Annotatiegegevens objectlocaties
──────────

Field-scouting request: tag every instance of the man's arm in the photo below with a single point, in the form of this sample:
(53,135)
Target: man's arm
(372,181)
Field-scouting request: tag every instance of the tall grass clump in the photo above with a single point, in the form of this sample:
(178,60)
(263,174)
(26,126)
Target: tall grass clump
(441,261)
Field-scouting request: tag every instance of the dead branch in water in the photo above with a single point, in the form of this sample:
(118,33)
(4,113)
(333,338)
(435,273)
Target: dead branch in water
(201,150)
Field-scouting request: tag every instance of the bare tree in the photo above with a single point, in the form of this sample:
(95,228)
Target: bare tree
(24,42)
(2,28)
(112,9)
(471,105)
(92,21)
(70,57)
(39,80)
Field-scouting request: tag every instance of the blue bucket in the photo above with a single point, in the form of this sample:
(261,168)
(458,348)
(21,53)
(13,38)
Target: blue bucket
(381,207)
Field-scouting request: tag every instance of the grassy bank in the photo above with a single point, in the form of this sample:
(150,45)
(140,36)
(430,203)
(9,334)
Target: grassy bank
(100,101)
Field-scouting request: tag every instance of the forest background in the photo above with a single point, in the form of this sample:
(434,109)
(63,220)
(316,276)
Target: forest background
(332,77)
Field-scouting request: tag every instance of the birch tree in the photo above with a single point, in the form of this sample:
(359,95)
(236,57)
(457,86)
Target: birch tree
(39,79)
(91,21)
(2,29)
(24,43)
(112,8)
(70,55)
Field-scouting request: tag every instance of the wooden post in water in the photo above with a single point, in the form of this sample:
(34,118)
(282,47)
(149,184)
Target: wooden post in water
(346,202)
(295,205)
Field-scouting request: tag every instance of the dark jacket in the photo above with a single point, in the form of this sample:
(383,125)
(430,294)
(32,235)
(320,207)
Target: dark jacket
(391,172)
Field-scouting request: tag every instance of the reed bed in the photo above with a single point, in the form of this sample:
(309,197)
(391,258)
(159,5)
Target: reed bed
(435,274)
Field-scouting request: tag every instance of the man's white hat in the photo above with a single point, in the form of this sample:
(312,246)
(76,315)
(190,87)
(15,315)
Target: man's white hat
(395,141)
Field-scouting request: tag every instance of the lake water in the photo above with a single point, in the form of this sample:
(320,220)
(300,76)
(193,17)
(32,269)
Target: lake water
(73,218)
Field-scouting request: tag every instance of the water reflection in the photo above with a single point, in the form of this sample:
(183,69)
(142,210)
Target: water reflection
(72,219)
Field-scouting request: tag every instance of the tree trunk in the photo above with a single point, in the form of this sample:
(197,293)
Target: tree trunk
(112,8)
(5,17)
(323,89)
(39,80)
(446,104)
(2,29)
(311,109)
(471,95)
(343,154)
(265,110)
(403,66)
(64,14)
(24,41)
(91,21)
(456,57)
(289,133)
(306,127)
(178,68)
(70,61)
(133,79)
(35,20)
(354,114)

──────────

> _Opdracht_
Schaal alles vanaf de regel met "Field-scouting request: tag every instance of the water" tot en met het einde van de gegevens: geef al die regels opnieuw, ook de regels zonder antwoord. Vermenigvuldig alleen de coördinaten van de antwoorden met 2,1 en rond af op hele getallen, halven naar boven; de voorbeeldcoördinaten blijven ongewijzigd.

> _Resultaat hieronder_
Field-scouting request: tag every instance of the water reflection in the photo above with a single point, in the form of this sample:
(183,69)
(142,210)
Target: water reflection
(151,460)
Field-scouting request: tag every instance of the tree trunk in the photo above with a single point, in the form of this sample:
(197,293)
Target: tree trunk
(235,17)
(11,36)
(678,187)
(82,168)
(937,218)
(4,61)
(653,229)
(989,200)
(720,323)
(557,231)
(846,139)
(134,29)
(50,86)
(191,44)
(958,120)
(607,279)
(643,267)
(374,143)
(147,128)
(279,166)
(74,42)
(743,239)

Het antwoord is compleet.